:: Текст для чтения

«Химическое вооружение — война с собственным народом (трагический российский опыт)»

9.4. ЗАРИН ОТ АКАДЕМИИ НАУК

К услугам академической науки ВХК пришлось обращаться вновь. Конечно, речь идет не о его императорского величества Российской академии наук, а об Академии наук СССР, которая сформировалась на рубеже 20–30-х гг. Именно тогда в Советском Союзе был разорван естественный исторический союз между университетской и академической наукой, на который опирался академик В.Н. Ипатьев в своей работе по воссозданию военно-химического дела в СССР[148-150]. И она (новая академическая наука) откликалась без особых раздумий.

Более или менее организованным образом АН СССР принимала активное участие в работах по ОВ, начиная с 30-х гг., когда у армии после разгрома «вредителей» настал голод на специалистов. Поначалу одним из моторов той активности был академик Н.Д. Зелинский, с чьим именем связана деятельность по ОВ в еще более ранние времена сначала химического факультета МГУ, а затем вновь созданного Института органической химии АН СССР (ИОХ). Его правой рукой в обеих организациях стал проф. А.Н. Несмеянов (член-корреспондент АН СССР с 1939 г., академик АН СССР — с 1943 г.). Именно А.Н. Несмеянов лидировал в исследовании «прикладных» свойств мышьяк- и сурьмаорганических соединений. Именно он с 1932 г. в МГУ, а с 1938 г. в ИОХ АН СССР изучал способы синтеза ОВ на основе сурьмы (химического аналога мышьяка) — фенилдихлорстибина, дифенилхлорстибина и трифенилстибина[195]. Те работы были секретными, а успехи — ощутимыми. Во всяком случае в 1940 г. трифенилстибин рассматривался в рамках системы химического вооружения[107].

::::
:: Исходные данные

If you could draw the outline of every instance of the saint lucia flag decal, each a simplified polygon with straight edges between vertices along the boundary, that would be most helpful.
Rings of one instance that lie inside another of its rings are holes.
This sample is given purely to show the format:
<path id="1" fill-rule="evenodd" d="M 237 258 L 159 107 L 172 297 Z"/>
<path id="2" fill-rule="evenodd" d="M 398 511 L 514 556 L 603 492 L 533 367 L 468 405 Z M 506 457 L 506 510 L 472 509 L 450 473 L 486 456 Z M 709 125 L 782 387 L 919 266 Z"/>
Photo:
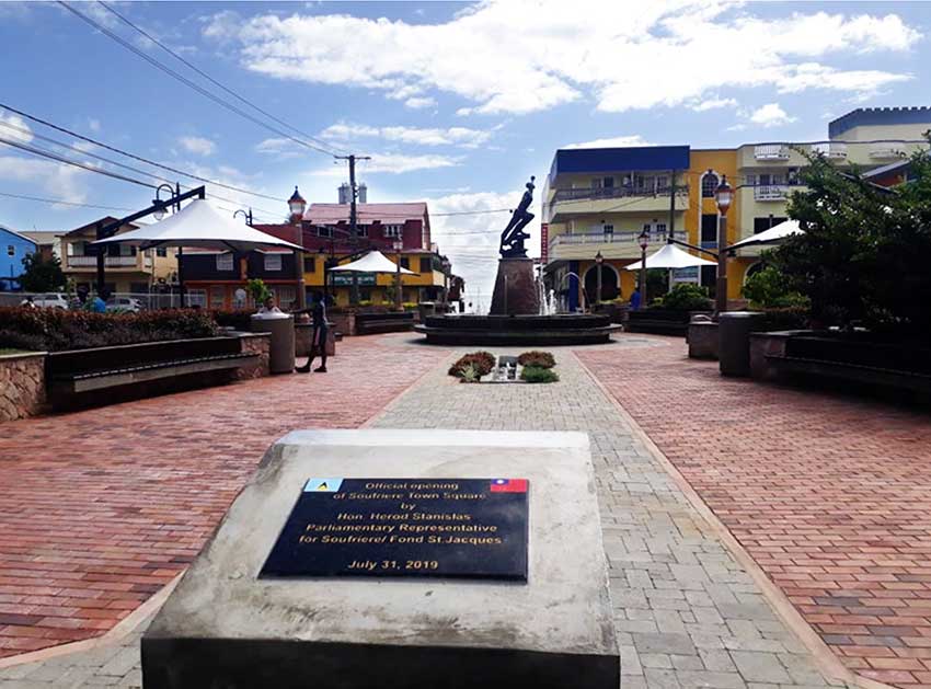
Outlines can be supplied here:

::::

Задания »
a. Переведите на английский язык предложение из текста о химическом вооружении: «Те работы были секретными, а успехи — ощутимыми.»
b. Обновите фрагмент текста о химическом вооружении: приведите всё от слов «К услугам академической науки» вплоть до слов «без особых раздумий.», поставив «без колебаний» вместо «без особых раздумий».

Ответы по заданиям »
a. Those works were secret, and the successes were tangible.

b.
К услугам академической науки ВХК пришлось обращаться вновь. Конечно, речь идет не о его императорского величества Российской академии наук, а об Академии наук СССР, которая сформировалась на рубеже 20–30-х гг. Именно тогда в Советском Союзе был разорван естественный исторический союз между университетской и академической наукой, на который опирался академик В.Н. Ипатьев в своей работе по воссозданию военно-химического дела в СССР[148-150]. И она (новая академическая наука) откликалась без колебаний.